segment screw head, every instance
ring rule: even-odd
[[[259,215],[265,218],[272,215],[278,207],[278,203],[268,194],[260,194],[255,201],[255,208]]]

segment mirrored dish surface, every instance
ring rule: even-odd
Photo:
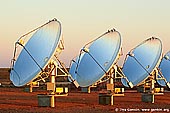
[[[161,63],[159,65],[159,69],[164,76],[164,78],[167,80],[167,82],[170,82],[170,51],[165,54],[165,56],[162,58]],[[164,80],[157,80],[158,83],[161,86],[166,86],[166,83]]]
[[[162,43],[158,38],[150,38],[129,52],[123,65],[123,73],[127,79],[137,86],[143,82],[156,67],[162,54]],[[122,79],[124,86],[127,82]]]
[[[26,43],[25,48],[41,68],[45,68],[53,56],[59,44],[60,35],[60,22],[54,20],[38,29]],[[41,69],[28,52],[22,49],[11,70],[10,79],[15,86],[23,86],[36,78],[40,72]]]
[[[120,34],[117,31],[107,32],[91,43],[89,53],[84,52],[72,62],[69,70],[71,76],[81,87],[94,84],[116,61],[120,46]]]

————

■ **WORK INSTRUCTIONS**:
Using the material above, set down every line exactly, but skip the pictures.

■ **RESULT OF THIS TASK**:
segment screw head, every instance
ring rule: even-odd
[[[259,215],[265,218],[272,215],[278,207],[278,203],[268,194],[260,194],[255,201],[255,208]]]

segment mirrored dish surface, every instance
ring rule: even-odd
Photo:
[[[161,63],[159,65],[159,69],[164,76],[164,78],[167,80],[167,82],[170,82],[170,51],[165,54],[165,56],[162,58]],[[164,80],[157,80],[158,83],[161,86],[166,86],[166,83]]]
[[[162,43],[158,38],[150,38],[129,52],[123,65],[123,73],[127,79],[137,86],[143,82],[156,67],[162,54]],[[122,79],[124,86],[127,82]]]
[[[26,43],[25,48],[41,68],[45,68],[53,56],[59,44],[60,35],[60,22],[54,20],[38,29]],[[41,69],[28,52],[22,49],[11,70],[10,79],[15,86],[23,86],[36,78],[40,72]]]
[[[120,34],[117,31],[107,32],[91,43],[89,53],[84,52],[72,62],[69,70],[71,76],[81,87],[94,84],[116,61],[120,46]]]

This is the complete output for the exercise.